Recopiez la tribune sur le Sénégal, tout ce qui va de « La jeunesse est » jusqu'à « de la vie ! », en substituant « saison » à « fleur ».

*Extrait du texte*:
========

12/04/2024
Pour changer le Sénégal, changeons ! Par Amadou Tidiane Wone
« Soyez le changement que vous voulez voir dans le monde »
Mahatma Ghandi
La jeunesse sénégalaise, à l’instar de celle de tout le Continent africain, a trouvé les canaux d’expression de ses rêves, de ses attentes et, par-dessus tout, de ses exigences. Avec plus ou moins de bonheur et d’inspiration, les nouvelles générations disposent en effet d’outils pour se faire entendre. Leurs voix, autrefois limitées par divers carcans, dont le droit d’ainesse, ou confinées dans certains sujets par le respect dû aux anciens, sont devenues audibles sur tout. Partout et par tous… Le Monde d’aujourd’hui et, de plus en plus dans l’avenir, laissera la parole à qui veut la prendre. A tort ou à raison ! Il va donc falloir inventer de nouvelles modalités de prise en charge du flot de propos qui inondent l’espace public, sans filtres ni amortisseurs. A voir le nombre de Fake news fabriqués par certaines officines de désinformation, ou les prêt-à-penser produits par l’imagination débordante d’esprits, bien des fois embuées par la prise de substances psychotropes, on appréhende les dangers qui nous guettent et qui peuvent mettre en péril l’aboutissement de nos rêves pour nos enfants et petits-enfants !
La jeunesse est exigeante et pressée ! On pourrait y ajouter qu’elle l’a toujours été et le restera. Ces qualificatifs sont constitutifs de son ADN… Etant entendu que la « jeunesse » ne dure que le temps d’une fleur… Elle se fane vite, trop vite ! Il faut savoir en apprécier les bonnes senteurs, pour en conserver le doux souvenir dans l’autre versant de la vie !
Au demeurant, le droit d’exigence n’a de sens que s’il se fonde sur un devoir de responsabilité équivalent. Ce postulat est essentiel à rappeler dans le contexte de l’avènement d’une nouvelle, pour ne pas dire de la première véritable alternance politique qui vient d’intervenir au Sénégal le 24 mars 2024. Le séisme politique et social que nous sommes en train de vivre est annonciateur de ruptures profondes dont l’ampleur, mais surtout l’efficience, dépendront de notre capacité collective à les appréhender, pour maitriser les effets pervers éventuels de toute « Révolution ». Osons le mot !
Il faut dès lors dire, de manière haute et lucide, à tous ceux qui ont couru à travers les rues de notre pays derrière les leaders porteurs de leurs espérances, que voici venu le temps du labeur. Le temps de veiller, avec abnégation et don de soi, à l’éclosion des graines semées depuis tant d’années. Le temps de donner corps au « PROJET ». Chacun à la mesure de ses capacités. Où qu’il se trouve, sur chaque parcelle de notre territoire. Rien ne sera facile ni gratuit. Tout sera difficile et devra s’obtenir au bout d’efforts équivalents aux sacrifices consentis pour arracher le pouvoir et le rendre au Peuple souverain.

========

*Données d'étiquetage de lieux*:

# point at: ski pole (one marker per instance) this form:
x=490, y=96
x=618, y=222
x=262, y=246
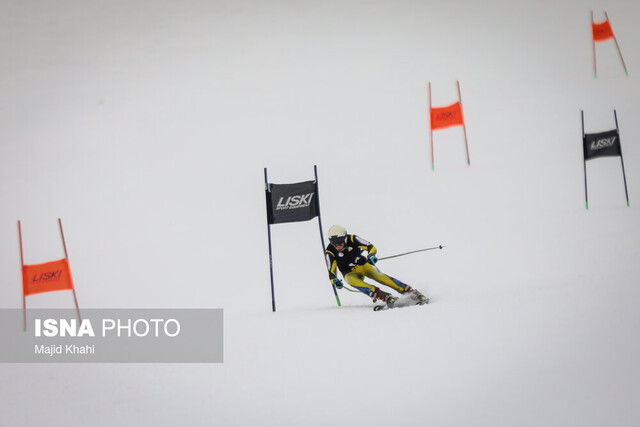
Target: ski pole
x=411, y=252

========

*Corrigé*:
La jeunesse est exigeante et pressée ! On pourrait y ajouter qu’elle l’a toujours été et le restera. Ces qualificatifs sont constitutifs de son ADN… Etant entendu que la « jeunesse » ne dure que le temps d’une saison… Elle se fane vite, trop vite ! Il faut savoir en apprécier les bonnes senteurs, pour en conserver le doux souvenir dans l’autre versant de la vie !